** WHAT THE EXERCISE ASKS **
Write out the data below exactly as given, without any of its pictures.

** Point annotation records **
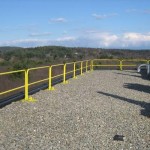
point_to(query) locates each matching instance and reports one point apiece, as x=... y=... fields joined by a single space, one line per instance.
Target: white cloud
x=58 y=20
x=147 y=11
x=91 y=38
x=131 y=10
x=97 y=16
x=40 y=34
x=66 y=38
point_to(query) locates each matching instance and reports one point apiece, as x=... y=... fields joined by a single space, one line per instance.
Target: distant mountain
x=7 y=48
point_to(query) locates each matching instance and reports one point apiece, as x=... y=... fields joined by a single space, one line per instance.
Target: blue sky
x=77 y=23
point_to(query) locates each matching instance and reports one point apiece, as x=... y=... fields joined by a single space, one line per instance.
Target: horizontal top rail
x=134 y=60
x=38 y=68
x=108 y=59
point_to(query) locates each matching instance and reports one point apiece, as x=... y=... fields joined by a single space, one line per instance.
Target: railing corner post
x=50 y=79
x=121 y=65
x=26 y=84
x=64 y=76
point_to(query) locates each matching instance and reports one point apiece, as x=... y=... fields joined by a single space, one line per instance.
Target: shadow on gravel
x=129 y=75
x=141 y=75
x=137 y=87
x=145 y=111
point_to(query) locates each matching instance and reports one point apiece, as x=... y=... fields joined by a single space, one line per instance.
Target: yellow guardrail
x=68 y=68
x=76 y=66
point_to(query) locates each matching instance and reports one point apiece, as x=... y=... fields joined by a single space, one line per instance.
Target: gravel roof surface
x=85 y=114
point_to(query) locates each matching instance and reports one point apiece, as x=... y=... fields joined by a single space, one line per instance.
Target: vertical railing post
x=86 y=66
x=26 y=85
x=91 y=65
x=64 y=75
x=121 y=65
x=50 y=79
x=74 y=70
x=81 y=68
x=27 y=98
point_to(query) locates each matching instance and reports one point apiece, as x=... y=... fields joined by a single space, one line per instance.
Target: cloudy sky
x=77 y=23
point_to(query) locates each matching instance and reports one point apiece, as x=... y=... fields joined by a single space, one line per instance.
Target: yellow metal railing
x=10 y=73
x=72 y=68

** OUTPUT FOR THIS EXERCISE **
point_to(query) locates each matching instance and reports one point apiece, as x=... y=... fields joined by a single space, one line per instance.
Target: white cloud
x=58 y=20
x=147 y=11
x=91 y=38
x=131 y=10
x=97 y=16
x=40 y=34
x=66 y=38
point_to(query) locates each matching instance and reports one point apiece, as x=... y=... fields joined by a single space, one line per instance.
Target: distant mountain
x=7 y=48
point_to(query) locates each matching instance and reports one point apiece, as x=... y=... fields joined by a single space, one line per instance.
Target: blue sky
x=77 y=23
point_to(query) locates each matching instance and reports one point apiece, as x=... y=... fields joined by a single space, one line per instance.
Target: horizontal top rail
x=134 y=60
x=38 y=68
x=108 y=59
point_to(query) locates each matching instance and reports one point apiece, as x=... y=... fields joined by a single space, one line per instance.
Target: railing corner post
x=50 y=79
x=121 y=65
x=26 y=84
x=64 y=76
point_to(query) locates each matching instance and reports one point apiece, as x=... y=... fields joined by a single space, one line per instance.
Target: shadow on gravel
x=129 y=75
x=141 y=75
x=137 y=87
x=145 y=111
point_to(query) locates each matching instance and reports one point apiece, as x=... y=... fields joined by a single space, one line per instance.
Target: yellow guardrail
x=68 y=68
x=76 y=66
point_to(query) locates each matching instance and reports one point apiece, as x=... y=... fields joined by a single space, one line per instance.
Target: gravel roof surface
x=85 y=114
point_to(query) locates each matching instance and reports one point apiece, as x=... y=... fields joined by a single space, one line per instance.
Target: vertical railing post
x=86 y=66
x=26 y=85
x=91 y=65
x=64 y=75
x=121 y=65
x=50 y=79
x=74 y=70
x=81 y=68
x=27 y=98
point_to(query) locates each matching instance and reports one point apiece, as x=... y=... fields joined by a single space, one line per instance.
Target: cloudy sky
x=77 y=23
point_to(query) locates each matching instance and reports one point apiece, as x=... y=... fields joined by a single space, one line per instance.
Target: yellow metal railing
x=10 y=73
x=72 y=68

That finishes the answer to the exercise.